Omit the pictures from the entries below and retype everything else exactly.

* Provided records

:::::

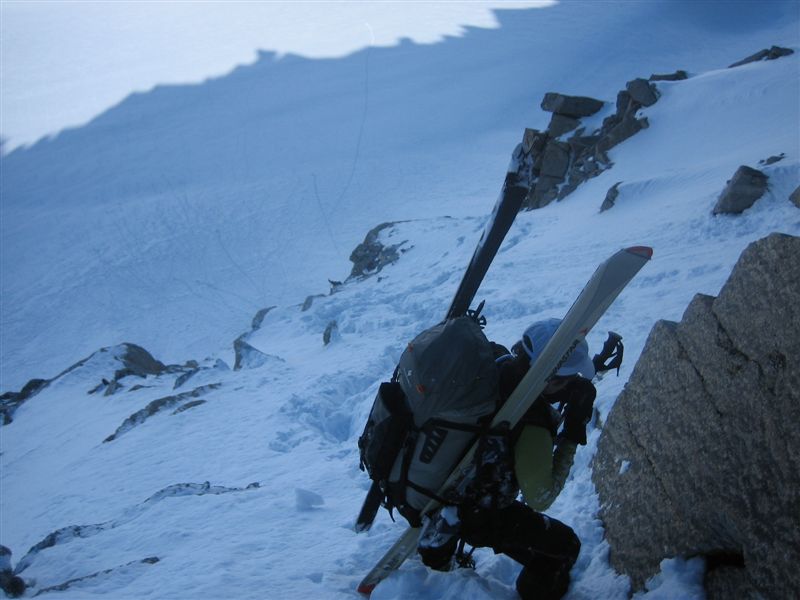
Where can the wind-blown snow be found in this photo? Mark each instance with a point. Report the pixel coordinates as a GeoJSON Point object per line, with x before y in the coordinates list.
{"type": "Point", "coordinates": [170, 220]}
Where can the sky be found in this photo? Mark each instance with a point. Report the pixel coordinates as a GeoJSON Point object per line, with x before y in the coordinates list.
{"type": "Point", "coordinates": [64, 62]}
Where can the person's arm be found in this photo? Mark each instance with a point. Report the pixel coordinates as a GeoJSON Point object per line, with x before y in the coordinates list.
{"type": "Point", "coordinates": [541, 473]}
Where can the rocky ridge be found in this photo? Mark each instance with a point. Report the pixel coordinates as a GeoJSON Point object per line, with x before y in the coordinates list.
{"type": "Point", "coordinates": [699, 455]}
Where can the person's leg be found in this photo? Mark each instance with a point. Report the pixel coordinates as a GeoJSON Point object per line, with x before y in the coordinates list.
{"type": "Point", "coordinates": [546, 547]}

:::::

* Finished task
Where can the wind-blown snow be found in this photo? Mark each instance with a point. Report the pixel coordinates as a GeoJSON Point object per line, with x before y in the coordinates list.
{"type": "Point", "coordinates": [170, 220]}
Where can the sky be found in this photo? Mark each instance with a point. Report the pixel coordinates as a GeoJSON Point object per line, with x before y in the coordinates list.
{"type": "Point", "coordinates": [64, 62]}
Where can the person's arm be found in this photo? Mark each instance with a point. Report the pixel coordinates as a GeoJSON Point object per line, with x before y in the coordinates list.
{"type": "Point", "coordinates": [541, 473]}
Where can the rocky ridge be found in this photo? Mark each instance with a point. Report the pixel coordinates as a GeoJSON Point object per line, with x before y in the coordinates list.
{"type": "Point", "coordinates": [699, 455]}
Where can the person's leg be found in this photo? Mark each instance with a point. Report the pixel coordinates as a GeoJSON Point object per line, with x before y in the coordinates list.
{"type": "Point", "coordinates": [546, 547]}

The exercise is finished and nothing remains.